• What to work on:
Make an exact copy of the data below, leaving out every picture.

===== Dataset excerpts

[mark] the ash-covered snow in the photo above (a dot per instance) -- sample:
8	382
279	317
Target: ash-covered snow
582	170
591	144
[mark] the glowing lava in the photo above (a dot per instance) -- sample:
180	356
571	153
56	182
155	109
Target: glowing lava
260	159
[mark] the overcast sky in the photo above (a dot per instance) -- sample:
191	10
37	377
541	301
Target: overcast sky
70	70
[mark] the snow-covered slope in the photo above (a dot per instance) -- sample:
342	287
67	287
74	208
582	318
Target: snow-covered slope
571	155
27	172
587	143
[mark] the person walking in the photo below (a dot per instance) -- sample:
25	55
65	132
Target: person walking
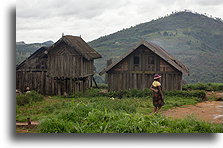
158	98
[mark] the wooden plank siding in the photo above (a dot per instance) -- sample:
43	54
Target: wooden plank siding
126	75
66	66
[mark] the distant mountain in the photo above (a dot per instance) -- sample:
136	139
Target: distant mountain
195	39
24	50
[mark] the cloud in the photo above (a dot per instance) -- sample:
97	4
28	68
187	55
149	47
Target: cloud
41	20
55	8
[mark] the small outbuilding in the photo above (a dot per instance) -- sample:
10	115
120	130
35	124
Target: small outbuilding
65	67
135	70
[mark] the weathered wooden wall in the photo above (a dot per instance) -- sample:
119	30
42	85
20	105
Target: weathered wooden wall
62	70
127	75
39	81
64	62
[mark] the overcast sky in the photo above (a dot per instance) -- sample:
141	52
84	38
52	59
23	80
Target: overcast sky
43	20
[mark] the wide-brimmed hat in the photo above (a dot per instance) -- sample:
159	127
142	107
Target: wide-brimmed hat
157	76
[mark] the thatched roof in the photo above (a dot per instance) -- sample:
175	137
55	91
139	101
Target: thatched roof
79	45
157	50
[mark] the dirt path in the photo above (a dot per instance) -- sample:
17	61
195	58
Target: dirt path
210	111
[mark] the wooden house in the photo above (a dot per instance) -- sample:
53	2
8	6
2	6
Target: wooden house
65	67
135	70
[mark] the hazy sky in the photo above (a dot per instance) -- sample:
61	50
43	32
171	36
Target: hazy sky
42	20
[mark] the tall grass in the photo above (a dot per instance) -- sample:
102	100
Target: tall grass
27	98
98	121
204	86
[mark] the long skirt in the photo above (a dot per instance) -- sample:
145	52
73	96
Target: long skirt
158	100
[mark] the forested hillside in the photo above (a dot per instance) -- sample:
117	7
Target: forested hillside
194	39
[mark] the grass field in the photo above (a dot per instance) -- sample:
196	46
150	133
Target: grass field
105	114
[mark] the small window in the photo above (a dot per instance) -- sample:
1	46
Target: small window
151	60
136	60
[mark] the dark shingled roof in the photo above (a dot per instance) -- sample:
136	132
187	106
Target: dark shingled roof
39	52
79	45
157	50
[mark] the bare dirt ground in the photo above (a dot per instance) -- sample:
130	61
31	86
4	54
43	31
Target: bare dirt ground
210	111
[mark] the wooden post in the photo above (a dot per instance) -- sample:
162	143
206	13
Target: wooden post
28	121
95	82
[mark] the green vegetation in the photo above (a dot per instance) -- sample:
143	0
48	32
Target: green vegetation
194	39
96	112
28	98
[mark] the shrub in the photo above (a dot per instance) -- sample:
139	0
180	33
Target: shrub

==========

• Written reply:
[mark] the ash-covered snow in the photo above (a dot per instance) -- sample:
8	382
279	317
Target: ash-covered snow
582	170
591	144
[mark] the glowing lava in the photo above (a dot per instance) -- sample:
180	356
571	153
56	182
155	109
Target: glowing lava
260	159
[mark] the overcast sky in the photo above (a dot per instance) -- sample:
191	10
37	377
541	301
Target: overcast sky
70	70
[mark] the snow-covered slope in the photo above (a dot per instance) -- sample:
342	287
67	287
74	208
582	318
Target: snow-covered slope
571	155
27	172
587	143
[mark] the person walking in the photo below (a dot per instance) -- sample:
25	55
65	132
Target: person walking
158	98
[mark] the wooden plank siding in the photo above (a dot per instance) -- sample:
43	54
Target: wooden plank siding
126	75
66	66
[mark] the distant mountain in the photo above (a dot per instance) -- sample:
136	139
Target: distant mountain
195	39
24	50
[mark] the cloud in the photo above (a dot per instance) -- sample:
97	4
28	68
187	55
149	47
Target: cloud
41	20
55	8
[mark] the small outbuilding in the photo above (a dot per instance) -- sample:
10	115
120	130
35	124
Target: small outbuilding
65	67
135	70
[mark] the weathered wooden wall in the photo above (a dot per instance) -- sample:
119	30
42	85
20	105
Target: weathered wooden wall
62	70
127	75
39	81
64	62
[mark] the overcast sky in the photo above (a dot per instance) -- sample:
141	52
84	38
52	59
23	80
Target: overcast sky
43	20
[mark] the wide-brimmed hat in the photo above (a dot per instance) -- sample:
159	127
142	107
Target: wide-brimmed hat
157	76
[mark] the thatched roof in the photo above (a dot per instance) -- sample:
175	137
55	91
139	101
Target: thatched roof
79	45
157	50
[mark] the dirt path in the photo above (a dot per instance) -- sample:
17	61
195	58
Target: dirt path
210	111
[mark] the wooden house in the photo above (a dot per instance) -- sample:
53	2
8	6
2	6
Target: wooden house
65	67
135	70
[mark] the hazy sky in the photo above (a dot per instance) -- sample:
61	50
43	32
171	36
Target: hazy sky
42	20
[mark] the tall grass in the photo above (a dot per instance) -- sample:
102	100
Target: tall grass
27	98
98	121
204	86
[mark] the long skirt in the photo above (a dot per instance) -- sample:
145	52
73	96
Target: long skirt
158	100
[mark] the forested hillside in the photo above (a dot per instance) -- sample:
117	7
Target: forested hillside
194	39
[mark] the grass field in the photo above (a dot per instance) -- sample:
196	46
150	133
Target: grass field
105	114
[mark] the small window in the photo above (a dot per instance) -- sample:
1	46
Target: small window
151	60
136	60
[mark] the dark shingled roof in the photo above (a dot per instance) -- sample:
136	132
187	106
Target: dark shingled roof
39	52
79	45
157	50
[mark] the bare dirt ground in the photo above (a dot per instance) -- sample:
130	61
31	86
4	54
43	31
Target: bare dirt ground
210	111
[mark] the wooden post in the photo above (a dot per instance) -- sample:
162	143
206	13
Target: wooden post
28	121
95	82
[mark] the green vegetation in the photo above (a dot per instance) -- sample:
143	0
48	32
Target: green vegetation
194	39
96	112
28	98
[mark] the shrub in the photo above (a dot per instance) -- sample:
139	0
180	33
Target: shrub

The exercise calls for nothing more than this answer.